▸ Oefenopdrachten
1) Leg aan de hand van het fragment over de ventilatorinstallatie uit waarom het relais juist moet worden afgesteld.
2) Schrijf uit het fragment over de ventilatorinstallatie het stuk letterlijk over dat begint bij "Bij onjuiste afstelling" en eindigt bij "aangesloten te worden.".
3) Volgens welke Euronorm moet de elektrische uitrusting worden aangesloten, volgens het fragment over de ventilatorinstallatie?

▸ Documentfragment
_ _ _ _ _

Bij onjuiste afstelling van het relais zal bij eventuele motorschade door de fabrikant van de elektromotor, alsmede door
Dryfast b.v. géén vergoeding gegeven worden.
De wijze van inschakelen, de doorsneden van de bedrading, soort en instelling van de veiligheden, dienen in overleg
met uw installateur of energiebedrijf te worden gekozen.
Alle elektrische componenten moeten voorzien worden van een aardaansluiting, uitgezonderd componenten met een
dubbele isolatie.
4.1.2 Aansluitvoorschriften.
De elektrische uitrusting dient volgens de Euronorm EN 60204-1 aangesloten te worden.
De ter plaatse geldende voorschriften (b.v. NEN 1010) dienen te worden gehanteerd.
Gevaarlijke overbelasting dient vermeden te worden door overstroom- begrenzers en soortgelijke controle-inrichtingen in
het elektrische systeem op te nemen.
4.1.3 Bewegende delen
Deze installatie is voorzien van bewegende delen in de vorm van een elektromotor welke een waaier aandrijft.
Deze bewegende delen dienen te worden afgeschermd. Zie hiervoor het hoofdstuk "Afscherming".
4.1.4 Openen zonder gevaar
Indien de ATEX-richtlijn 94/9/EG van toepassing is en de ventilator in een kast of een mantel is aangebracht die zelf deel uitmaakt
van de beveiliging tegen explosies, mag deze alleen geopend kunnen worden met behulp van speciaal gereedschap of met toe-
passing van passende beveiligingsmiddelen. Ook aan de ventilator zelf mogen zich géén delen bevinden die zonder het gebruik
van speciaal gereedschap of met toepassing van passende beveiligingsmiddelen te openen zijn.

_ _ _ _ _

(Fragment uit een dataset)

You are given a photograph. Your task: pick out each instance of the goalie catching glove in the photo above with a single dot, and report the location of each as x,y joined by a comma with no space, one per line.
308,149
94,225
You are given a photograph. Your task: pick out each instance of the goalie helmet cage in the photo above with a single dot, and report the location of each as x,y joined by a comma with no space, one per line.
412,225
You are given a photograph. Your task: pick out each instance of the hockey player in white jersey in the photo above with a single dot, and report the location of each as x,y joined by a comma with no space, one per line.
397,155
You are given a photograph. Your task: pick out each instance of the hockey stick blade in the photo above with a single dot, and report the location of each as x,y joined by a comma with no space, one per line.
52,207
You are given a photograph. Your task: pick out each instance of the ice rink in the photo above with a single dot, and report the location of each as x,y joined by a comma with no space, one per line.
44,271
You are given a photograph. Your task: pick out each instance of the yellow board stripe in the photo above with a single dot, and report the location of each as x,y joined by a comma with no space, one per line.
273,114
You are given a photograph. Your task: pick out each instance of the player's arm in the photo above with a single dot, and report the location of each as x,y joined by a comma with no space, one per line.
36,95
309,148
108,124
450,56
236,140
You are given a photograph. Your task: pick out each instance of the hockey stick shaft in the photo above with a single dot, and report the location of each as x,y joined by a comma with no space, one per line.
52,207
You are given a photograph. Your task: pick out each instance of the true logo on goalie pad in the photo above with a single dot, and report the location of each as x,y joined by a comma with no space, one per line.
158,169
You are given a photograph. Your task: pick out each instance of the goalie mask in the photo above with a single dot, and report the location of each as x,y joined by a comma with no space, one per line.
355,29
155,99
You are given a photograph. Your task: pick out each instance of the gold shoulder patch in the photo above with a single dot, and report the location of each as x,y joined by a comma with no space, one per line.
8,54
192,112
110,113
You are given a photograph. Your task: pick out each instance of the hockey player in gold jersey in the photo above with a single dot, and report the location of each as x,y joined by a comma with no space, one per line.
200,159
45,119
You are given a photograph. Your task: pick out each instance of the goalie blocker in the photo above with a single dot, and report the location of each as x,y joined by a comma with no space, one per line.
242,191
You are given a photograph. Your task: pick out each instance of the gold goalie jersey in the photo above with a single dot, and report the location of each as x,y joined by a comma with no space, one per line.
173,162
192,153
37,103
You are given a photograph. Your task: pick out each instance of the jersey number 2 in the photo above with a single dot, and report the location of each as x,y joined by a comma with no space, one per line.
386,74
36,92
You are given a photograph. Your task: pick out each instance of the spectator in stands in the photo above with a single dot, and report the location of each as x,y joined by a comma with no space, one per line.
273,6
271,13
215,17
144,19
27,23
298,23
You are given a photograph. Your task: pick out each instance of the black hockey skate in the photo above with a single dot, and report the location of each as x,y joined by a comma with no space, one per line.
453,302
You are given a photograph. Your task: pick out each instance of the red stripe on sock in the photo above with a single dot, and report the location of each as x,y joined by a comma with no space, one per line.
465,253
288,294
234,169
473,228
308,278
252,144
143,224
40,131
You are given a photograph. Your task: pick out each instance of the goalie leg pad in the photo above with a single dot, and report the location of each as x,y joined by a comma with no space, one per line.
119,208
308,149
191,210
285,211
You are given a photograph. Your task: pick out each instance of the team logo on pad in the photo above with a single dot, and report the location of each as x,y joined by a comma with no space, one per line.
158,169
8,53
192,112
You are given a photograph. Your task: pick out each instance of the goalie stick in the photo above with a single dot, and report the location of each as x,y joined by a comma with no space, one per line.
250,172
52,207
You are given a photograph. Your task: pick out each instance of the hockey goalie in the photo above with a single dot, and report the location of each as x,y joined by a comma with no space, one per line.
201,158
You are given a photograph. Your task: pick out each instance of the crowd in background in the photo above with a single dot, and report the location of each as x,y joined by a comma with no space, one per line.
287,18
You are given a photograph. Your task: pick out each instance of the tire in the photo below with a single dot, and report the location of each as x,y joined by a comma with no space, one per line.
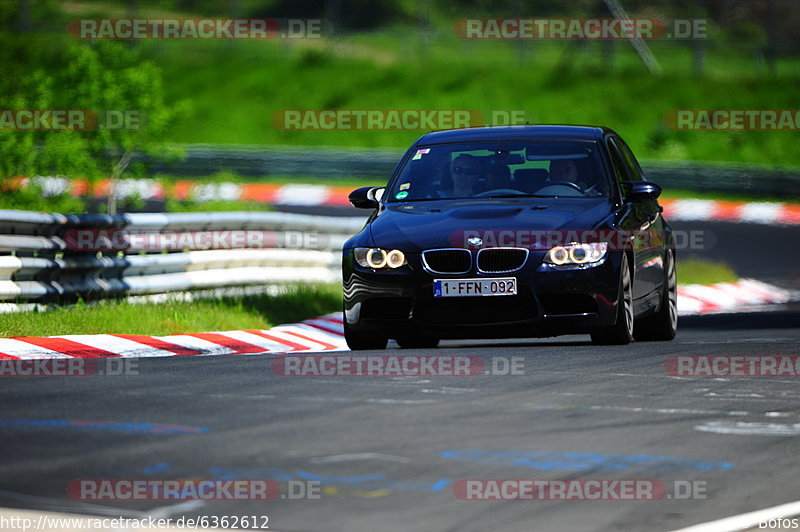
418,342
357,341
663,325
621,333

_ _ _ _ _

▸ Uitwerking per opdracht
1) Bij een onjuiste afstelling van het relais geven de fabrikant van de elektromotor en Dryfast b.v. geen vergoeding bij eventuele motorschade.

2)
Bij onjuiste afstelling van het relais zal bij eventuele motorschade door de fabrikant van de elektromotor, alsmede door
Dryfast b.v. géén vergoeding gegeven worden.
De wijze van inschakelen, de doorsneden van de bedrading, soort en instelling van de veiligheden, dienen in overleg
met uw installateur of energiebedrijf te worden gekozen.
Alle elektrische componenten moeten voorzien worden van een aardaansluiting, uitgezonderd componenten met een
dubbele isolatie.
4.1.2 Aansluitvoorschriften.
De elektrische uitrusting dient volgens de Euronorm EN 60204-1 aangesloten te worden.

3) Volgens de Euronorm EN 60204-1.